> _VORLIEGENDER TEXT_:
◇ ◇ ◇
Manukahonig zeigte in den Studien die beste Wirkung, da dieser zusätzlich Methylglyoxal enthält. Andere Honigsorten wirken durch den hohen Zuckergehalt, was jedoch durch Verdünnung abgeschwächt wird. Auch das enthaltende Wasserstoffperoxid ist für die Wirkung mitverantwortlich, wird aber durch Katalase abgebaut. Bei der Anwendung von Honig an Wunden können Schmerzen durch den geringen pH-Wert auftreten. Durch eine langsamere Freisetzung aus z.B. Gels kann dieser Schmerz aber abgeschwächt werden.
Insgesamt gibt es eine gute Evidenz für die Anwendung von Honig, jedoch wird die geringe Anzahl randomisierter kontrollierter Studien teilweise kritisiert. Die Studienlage ist jedoch nicht schlechter als für andere Wundauflagen und es liegen immerhin 35 randomisierte kontrollierte Studien für die Anwendung von Honig an verschiedenen Wunden vor. Insgesamt lässt sich sagen, dass die verfügbare Evidenz den Einsatz von Honig und vor allem von Manukahonig in der Wundbehandlung unterstützt.
Quellen
Maddocks, S. E., & Jenkins, R. E. (2013). Honey: a sweet solution to the growing problem of antimicrobial resistance?. Future microbiology, 8(11), 1419-1429.
Molan, P. C., & Rhodes, T. (2015). Honey: A biologic wound dressing. Wounds, 27(6), 141–151.
◇ ◇ ◇
Gesammelte Dateneinträge:
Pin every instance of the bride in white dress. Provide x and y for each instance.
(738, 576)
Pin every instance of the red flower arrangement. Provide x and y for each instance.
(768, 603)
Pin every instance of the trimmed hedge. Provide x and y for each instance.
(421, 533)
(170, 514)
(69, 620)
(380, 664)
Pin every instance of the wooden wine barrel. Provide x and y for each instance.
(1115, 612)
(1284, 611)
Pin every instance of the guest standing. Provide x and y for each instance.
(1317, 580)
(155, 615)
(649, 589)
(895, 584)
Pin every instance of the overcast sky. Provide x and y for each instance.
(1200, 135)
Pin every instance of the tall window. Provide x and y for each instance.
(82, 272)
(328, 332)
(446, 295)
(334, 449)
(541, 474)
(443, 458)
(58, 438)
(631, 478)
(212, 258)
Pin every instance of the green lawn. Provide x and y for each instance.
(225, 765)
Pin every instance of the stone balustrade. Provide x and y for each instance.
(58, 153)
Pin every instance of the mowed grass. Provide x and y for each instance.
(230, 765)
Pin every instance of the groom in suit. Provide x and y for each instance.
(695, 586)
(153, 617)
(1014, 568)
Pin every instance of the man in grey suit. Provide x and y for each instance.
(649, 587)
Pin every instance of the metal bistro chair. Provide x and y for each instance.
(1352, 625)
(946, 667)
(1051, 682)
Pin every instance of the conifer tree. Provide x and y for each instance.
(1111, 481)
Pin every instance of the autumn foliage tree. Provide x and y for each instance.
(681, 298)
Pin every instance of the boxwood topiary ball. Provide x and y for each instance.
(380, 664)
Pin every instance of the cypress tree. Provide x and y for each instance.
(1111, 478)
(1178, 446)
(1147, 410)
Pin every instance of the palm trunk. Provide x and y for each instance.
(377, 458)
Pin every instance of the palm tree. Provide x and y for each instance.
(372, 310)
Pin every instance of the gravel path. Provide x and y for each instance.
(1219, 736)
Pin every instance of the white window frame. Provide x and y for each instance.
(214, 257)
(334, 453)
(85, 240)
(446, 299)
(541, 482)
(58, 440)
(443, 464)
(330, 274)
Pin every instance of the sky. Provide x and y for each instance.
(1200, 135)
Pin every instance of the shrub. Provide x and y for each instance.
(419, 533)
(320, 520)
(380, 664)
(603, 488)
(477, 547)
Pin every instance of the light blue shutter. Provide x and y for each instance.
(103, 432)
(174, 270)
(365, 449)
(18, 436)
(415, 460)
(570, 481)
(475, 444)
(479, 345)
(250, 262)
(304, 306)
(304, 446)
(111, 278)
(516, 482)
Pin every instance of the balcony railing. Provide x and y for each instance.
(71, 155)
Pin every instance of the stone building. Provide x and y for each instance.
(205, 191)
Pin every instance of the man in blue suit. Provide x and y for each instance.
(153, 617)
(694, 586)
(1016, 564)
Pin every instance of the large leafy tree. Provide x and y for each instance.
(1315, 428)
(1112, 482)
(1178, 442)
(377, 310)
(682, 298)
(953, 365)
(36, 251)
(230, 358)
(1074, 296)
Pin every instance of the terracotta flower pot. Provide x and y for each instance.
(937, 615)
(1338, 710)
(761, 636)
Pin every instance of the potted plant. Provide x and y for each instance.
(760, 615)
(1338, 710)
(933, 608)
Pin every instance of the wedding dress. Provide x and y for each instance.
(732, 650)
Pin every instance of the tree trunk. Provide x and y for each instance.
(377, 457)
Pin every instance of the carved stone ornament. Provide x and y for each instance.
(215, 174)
◇ ◇ ◇
> _AUFGABEN_:
1. Welchen Stoff enthält Manukahonig laut dem Text über Honig zusätzlich?
2. Übersetzen Sie diesen Satz aus dem Text über Honig ins Englische: „Bei der Anwendung von Honig an Wunden können Schmerzen durch den geringen pH-Wert auftreten.“
3. Schreiben Sie aus dem Text über Honig den Abschnitt zwischen „Insgesamt gibt es“ und „Wounds, 27(6), 141–151.“ einschließlich dieser Wörter unverändert ab.
Die Datensätze sind eigenständiges Material und gehören nicht zum Text.

> _LÖSUNGEN_:
1. Methylglyoxal.

2. When honey is applied to wounds, pain can occur due to the low pH value.

3.
Insgesamt gibt es eine gute Evidenz für die Anwendung von Honig, jedoch wird die geringe Anzahl randomisierter kontrollierter Studien teilweise kritisiert. Die Studienlage ist jedoch nicht schlechter als für andere Wundauflagen und es liegen immerhin 35 randomisierte kontrollierte Studien für die Anwendung von Honig an verschiedenen Wunden vor. Insgesamt lässt sich sagen, dass die verfügbare Evidenz den Einsatz von Honig und vor allem von Manukahonig in der Wundbehandlung unterstützt.
Quellen
Maddocks, S. E., & Jenkins, R. E. (2013). Honey: a sweet solution to the growing problem of antimicrobial resistance?. Future microbiology, 8(11), 1419-1429.
Molan, P. C., & Rhodes, T. (2015). Honey: A biologic wound dressing. Wounds, 27(6), 141–151.